§ **Problem requirements**: Reproduce each entry exactly as written.

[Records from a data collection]
......
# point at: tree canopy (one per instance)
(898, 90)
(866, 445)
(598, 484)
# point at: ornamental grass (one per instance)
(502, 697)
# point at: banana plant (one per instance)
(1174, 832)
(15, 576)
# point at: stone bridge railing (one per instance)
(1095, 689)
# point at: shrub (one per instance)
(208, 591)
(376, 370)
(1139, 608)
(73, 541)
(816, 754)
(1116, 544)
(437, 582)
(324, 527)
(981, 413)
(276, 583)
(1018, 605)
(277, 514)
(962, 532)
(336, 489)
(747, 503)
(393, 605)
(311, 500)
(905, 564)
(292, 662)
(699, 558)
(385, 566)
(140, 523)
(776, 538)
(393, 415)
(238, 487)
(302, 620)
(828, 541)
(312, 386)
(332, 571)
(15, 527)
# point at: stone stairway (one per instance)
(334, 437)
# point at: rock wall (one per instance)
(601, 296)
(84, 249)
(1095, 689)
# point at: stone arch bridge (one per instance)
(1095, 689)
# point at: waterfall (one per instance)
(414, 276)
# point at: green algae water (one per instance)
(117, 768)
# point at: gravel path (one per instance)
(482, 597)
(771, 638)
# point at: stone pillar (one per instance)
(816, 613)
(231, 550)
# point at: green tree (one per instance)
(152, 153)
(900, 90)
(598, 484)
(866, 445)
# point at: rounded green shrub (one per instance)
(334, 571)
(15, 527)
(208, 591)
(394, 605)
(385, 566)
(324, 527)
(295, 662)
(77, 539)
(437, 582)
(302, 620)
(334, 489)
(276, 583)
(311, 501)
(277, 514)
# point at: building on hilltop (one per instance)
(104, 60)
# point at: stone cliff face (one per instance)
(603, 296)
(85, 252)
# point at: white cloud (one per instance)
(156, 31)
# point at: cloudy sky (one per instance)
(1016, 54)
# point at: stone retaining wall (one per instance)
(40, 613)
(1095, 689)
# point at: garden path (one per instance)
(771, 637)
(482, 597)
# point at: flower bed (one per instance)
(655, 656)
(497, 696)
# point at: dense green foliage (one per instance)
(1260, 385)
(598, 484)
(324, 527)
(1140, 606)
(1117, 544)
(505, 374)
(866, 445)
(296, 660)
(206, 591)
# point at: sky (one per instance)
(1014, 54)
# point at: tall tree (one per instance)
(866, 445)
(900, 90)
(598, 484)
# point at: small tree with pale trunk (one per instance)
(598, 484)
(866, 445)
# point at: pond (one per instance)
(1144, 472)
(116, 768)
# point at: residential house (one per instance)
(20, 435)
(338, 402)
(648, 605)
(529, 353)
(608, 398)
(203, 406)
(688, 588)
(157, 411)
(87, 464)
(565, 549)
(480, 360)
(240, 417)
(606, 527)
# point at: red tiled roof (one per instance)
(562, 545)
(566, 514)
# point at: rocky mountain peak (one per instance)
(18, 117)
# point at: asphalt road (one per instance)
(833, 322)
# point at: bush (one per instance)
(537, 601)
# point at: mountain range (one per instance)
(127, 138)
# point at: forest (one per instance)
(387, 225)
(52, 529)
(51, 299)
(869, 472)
......
§ **Answer below**:
# point at: tree canopy (one per instance)
(898, 90)
(866, 445)
(598, 484)
# point at: ornamental grass (one per instance)
(502, 697)
# point at: banana plant (one per instance)
(1174, 832)
(15, 576)
# point at: stone bridge railing (one per instance)
(1095, 689)
# point at: shrub (one per instance)
(208, 591)
(376, 370)
(1139, 608)
(73, 541)
(816, 754)
(1116, 544)
(437, 582)
(324, 527)
(981, 413)
(276, 583)
(1018, 605)
(277, 514)
(962, 532)
(336, 489)
(747, 503)
(393, 605)
(311, 500)
(905, 564)
(292, 662)
(699, 558)
(385, 566)
(140, 523)
(776, 538)
(393, 415)
(238, 487)
(302, 620)
(828, 541)
(312, 386)
(332, 571)
(15, 527)
# point at: stone stairway (one per instance)
(334, 437)
# point at: rock wall (one per instance)
(601, 296)
(84, 249)
(1095, 689)
# point at: stone arch bridge (one per instance)
(1095, 689)
# point at: waterfall (one per instance)
(414, 276)
# point at: green algae water (one per instance)
(117, 768)
# point at: gravel path (one per instance)
(482, 597)
(771, 638)
# point at: stone pillar (one per instance)
(816, 613)
(231, 550)
# point at: green tree (one per instance)
(152, 153)
(900, 90)
(598, 484)
(866, 445)
# point at: rounded green shrub (one per instance)
(334, 571)
(15, 527)
(208, 591)
(394, 605)
(385, 566)
(324, 527)
(295, 662)
(77, 539)
(437, 582)
(302, 620)
(334, 489)
(276, 583)
(311, 501)
(277, 514)
# point at: building on hilltop (one per instance)
(104, 60)
# point at: stone cliff face (one per instance)
(603, 296)
(85, 252)
# point at: white cloud (one per instance)
(156, 31)
# point at: cloudy sky (one per instance)
(1016, 54)
# point at: stone retaining wall (one per instance)
(40, 613)
(1095, 689)
# point at: garden path (one per instance)
(771, 637)
(482, 597)
# point at: flower bed (one per instance)
(655, 656)
(497, 696)
# point at: dense green foliage (one per instance)
(1260, 385)
(598, 484)
(324, 527)
(1140, 606)
(1117, 544)
(505, 374)
(866, 445)
(296, 660)
(206, 591)
# point at: sky (one per instance)
(1014, 54)
# point at: tall tree (one per instance)
(866, 445)
(900, 90)
(598, 484)
# point at: small tree with pale trunk (one per instance)
(598, 484)
(866, 445)
# point at: pond (one per instance)
(1144, 472)
(116, 768)
# point at: residential house (one per instance)
(20, 435)
(338, 402)
(648, 605)
(529, 353)
(608, 398)
(203, 406)
(688, 588)
(157, 411)
(87, 464)
(565, 549)
(480, 360)
(240, 417)
(606, 527)
# point at: red tiled roof (one per instance)
(562, 545)
(566, 514)
# point at: rocky mountain peak (one per instance)
(18, 117)
# point at: asphalt road (one per instance)
(833, 322)
# point at: bush (one per instance)
(537, 601)
# point at: mountain range (one per instance)
(127, 138)
# point at: forest (one per instance)
(387, 225)
(52, 529)
(51, 299)
(869, 472)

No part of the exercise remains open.